- RAW RECORDS
((
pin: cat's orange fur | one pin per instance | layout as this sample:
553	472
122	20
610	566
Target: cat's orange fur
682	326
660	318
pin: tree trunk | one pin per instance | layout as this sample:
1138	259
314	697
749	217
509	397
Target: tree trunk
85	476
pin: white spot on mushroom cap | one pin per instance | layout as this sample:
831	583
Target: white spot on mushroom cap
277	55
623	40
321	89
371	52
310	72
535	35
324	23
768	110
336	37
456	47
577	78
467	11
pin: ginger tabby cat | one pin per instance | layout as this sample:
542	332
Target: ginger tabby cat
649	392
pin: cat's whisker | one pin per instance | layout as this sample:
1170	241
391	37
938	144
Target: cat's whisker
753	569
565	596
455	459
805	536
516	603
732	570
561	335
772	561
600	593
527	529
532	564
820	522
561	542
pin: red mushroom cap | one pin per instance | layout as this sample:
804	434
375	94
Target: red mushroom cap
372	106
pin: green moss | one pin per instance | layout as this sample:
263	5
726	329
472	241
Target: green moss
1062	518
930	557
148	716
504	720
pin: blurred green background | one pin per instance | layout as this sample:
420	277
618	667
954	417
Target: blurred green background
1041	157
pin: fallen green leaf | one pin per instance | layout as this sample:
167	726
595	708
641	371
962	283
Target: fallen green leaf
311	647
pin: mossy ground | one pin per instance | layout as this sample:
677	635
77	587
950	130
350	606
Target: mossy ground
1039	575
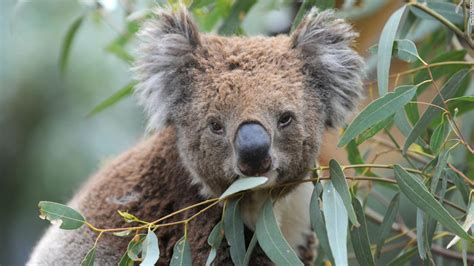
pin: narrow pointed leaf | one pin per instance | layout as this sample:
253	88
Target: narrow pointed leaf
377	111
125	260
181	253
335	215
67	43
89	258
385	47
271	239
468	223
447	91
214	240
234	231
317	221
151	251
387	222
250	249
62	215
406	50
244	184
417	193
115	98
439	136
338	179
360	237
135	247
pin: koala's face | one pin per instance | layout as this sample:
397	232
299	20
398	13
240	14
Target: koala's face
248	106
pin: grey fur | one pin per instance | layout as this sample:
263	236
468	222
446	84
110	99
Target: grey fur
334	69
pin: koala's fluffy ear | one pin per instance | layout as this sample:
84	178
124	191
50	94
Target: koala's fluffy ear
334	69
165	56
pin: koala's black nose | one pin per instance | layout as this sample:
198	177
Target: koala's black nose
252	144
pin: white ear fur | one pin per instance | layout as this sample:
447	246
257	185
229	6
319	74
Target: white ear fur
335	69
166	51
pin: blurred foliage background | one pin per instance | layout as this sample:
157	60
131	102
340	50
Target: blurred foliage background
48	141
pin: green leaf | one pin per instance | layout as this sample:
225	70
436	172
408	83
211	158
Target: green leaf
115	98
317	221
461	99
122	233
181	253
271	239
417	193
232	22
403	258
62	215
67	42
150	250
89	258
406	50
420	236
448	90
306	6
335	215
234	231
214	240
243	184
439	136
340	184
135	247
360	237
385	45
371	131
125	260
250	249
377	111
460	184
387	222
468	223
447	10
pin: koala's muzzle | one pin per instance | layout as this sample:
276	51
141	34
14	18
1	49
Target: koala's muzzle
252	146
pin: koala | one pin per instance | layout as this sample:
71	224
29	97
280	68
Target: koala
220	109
))
((
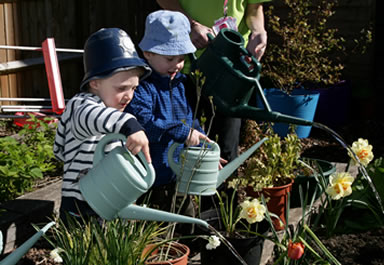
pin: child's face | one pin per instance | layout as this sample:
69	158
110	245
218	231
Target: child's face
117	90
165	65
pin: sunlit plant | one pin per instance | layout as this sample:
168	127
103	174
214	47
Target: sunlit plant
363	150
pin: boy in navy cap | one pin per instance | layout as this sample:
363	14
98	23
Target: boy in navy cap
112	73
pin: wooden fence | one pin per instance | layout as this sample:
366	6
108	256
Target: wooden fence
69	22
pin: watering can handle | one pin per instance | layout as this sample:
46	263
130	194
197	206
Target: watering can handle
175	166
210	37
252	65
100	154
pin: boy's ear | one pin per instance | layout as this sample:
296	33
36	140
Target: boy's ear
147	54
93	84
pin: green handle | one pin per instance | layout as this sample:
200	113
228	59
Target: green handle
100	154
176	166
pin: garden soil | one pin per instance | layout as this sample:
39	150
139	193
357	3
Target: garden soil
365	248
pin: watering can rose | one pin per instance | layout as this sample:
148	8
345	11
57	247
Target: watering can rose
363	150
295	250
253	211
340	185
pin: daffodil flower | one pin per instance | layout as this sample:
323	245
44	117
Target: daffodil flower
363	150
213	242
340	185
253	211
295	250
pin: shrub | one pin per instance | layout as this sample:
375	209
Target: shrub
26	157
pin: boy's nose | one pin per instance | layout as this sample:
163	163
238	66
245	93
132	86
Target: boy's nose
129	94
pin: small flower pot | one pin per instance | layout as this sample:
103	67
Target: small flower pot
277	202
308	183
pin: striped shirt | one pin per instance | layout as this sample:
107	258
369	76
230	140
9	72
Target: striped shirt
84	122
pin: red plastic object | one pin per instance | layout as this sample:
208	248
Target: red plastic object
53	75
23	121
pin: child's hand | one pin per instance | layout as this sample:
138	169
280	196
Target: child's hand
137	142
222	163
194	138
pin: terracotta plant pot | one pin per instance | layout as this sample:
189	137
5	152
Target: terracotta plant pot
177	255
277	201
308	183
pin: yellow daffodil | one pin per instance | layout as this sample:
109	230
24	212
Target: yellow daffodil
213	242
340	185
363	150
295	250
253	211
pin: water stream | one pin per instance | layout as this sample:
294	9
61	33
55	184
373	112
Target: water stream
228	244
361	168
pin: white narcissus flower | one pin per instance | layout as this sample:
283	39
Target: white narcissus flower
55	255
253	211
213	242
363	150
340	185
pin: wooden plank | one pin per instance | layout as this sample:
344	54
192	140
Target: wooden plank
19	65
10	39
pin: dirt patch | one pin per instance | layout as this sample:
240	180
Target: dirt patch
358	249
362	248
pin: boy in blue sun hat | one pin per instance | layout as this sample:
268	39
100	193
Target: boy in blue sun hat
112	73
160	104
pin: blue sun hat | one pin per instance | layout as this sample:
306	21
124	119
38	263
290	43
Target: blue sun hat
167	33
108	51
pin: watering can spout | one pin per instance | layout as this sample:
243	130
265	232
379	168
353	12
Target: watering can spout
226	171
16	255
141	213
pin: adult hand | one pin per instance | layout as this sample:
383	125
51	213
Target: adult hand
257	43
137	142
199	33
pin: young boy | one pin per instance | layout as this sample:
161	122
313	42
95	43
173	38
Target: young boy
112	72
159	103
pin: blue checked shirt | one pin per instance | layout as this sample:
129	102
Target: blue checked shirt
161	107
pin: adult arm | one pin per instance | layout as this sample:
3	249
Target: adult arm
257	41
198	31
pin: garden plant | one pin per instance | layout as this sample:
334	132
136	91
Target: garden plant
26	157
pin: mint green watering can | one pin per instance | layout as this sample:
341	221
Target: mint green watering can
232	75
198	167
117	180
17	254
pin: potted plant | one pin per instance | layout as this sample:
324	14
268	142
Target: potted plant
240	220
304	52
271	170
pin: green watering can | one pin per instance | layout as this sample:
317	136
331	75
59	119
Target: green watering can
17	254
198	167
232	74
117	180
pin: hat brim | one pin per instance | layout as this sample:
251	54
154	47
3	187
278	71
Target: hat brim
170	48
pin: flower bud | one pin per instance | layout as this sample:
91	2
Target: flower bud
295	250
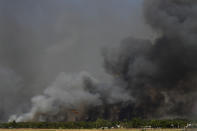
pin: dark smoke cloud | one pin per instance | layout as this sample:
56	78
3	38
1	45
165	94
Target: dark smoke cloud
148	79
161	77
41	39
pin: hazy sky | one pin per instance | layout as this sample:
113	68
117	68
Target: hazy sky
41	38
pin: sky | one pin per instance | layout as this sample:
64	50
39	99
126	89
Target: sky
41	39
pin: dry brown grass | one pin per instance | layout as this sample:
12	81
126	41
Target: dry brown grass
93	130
))
Please count how many lines in the listing above contain the word "koala", treating uppercase and lowercase as different, and give only that number.

- ANSWER BELOW
10